* **What to work on**
Continue the summary of the study on physical activity in women with chronic fatigue syndrome, picking up after its final sentence.

Physical activity before and after exercise in women with chronic fatigue syndrome.
Sisto, S A, Tapp, W N, LaManca, J J et al. · QJM : monthly journal of the Association of Physicians · 1998 · DOI
Quick Summary
This study tracked the physical activity of 20 women with ME/CFS and 20 healthy volunteers for two weeks using a movement monitor worn at the waist. After all participants did a strenuous treadmill exercise test, researchers measured how their activity changed. Women with ME/CFS showed a noticeable drop in activity levels after the exercise, with the biggest decrease happening around days 12-14, and they took more rest breaks during the day.
Why It Matters
This study provides objective evidence that ME/CFS patients experience measurable changes in activity patterns after strenuous exercise, supporting the clinical reality of post-exertional malaise. The delayed onset of activity reduction (peaking around day 12-14) suggests symptom flares may occur later than patients initially report, which could improve how healthcare providers counsel patients on pacing and activity management.

* **Data records**
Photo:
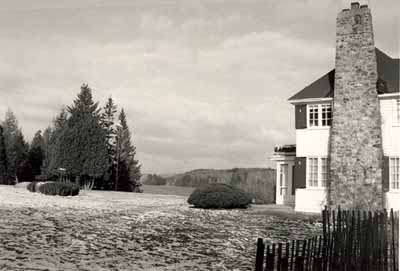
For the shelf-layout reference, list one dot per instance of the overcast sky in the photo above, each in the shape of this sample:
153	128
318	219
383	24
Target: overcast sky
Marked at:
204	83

--

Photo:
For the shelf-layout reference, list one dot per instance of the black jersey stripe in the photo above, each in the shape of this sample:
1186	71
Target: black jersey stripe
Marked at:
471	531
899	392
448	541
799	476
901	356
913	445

* **Written answer**
Observed Findings
Significant reduction in overall average physical activity after treadmill exercise, with greatest decreases occurring on days 12-14 post-exertion.
Significant increase in the duration of the waking day following the treadmill test.
Significant increase in the number of daily rest periods after the treadmill test.
Both CFS patients and healthy controls showed post-exercise activity changes, though patterns may have differed.
Activity changes occurred later than what self-reported symptoms would suggest.
Inferred Conclusions
Strenuous exercise produces measurable reductions in physical activity in CFS patients, with a delayed onset peaking at 12-14 days rather than immediately.
CFS patients demonstrate compensatory mechanisms (increased rest, extended waking periods) that may allow them to manage activity reductions without complete collapse.
The delayed nature of activity reduction suggests post-exertional malaise involves physiological processes that unfold over days rather than hours.
Remaining Questions
Do different types or intensities of exercise produce different patterns of activity reduction and timing of nadir?
How do the activity patterns in this study correlate with patients' reported symptom severity during the same time periods?
What This Study Does Not Prove
This study does not establish the mechanisms underlying post-exertional malaise or explain why the response is delayed. It does not prove that all ME/CFS patients respond identically to exercise, nor does it clarify whether the adaptive compensations observed represent true recovery or simply unsustainable coping mechanisms. The small sample size and single maximal exercise test limit conclusions about typical daily exertion.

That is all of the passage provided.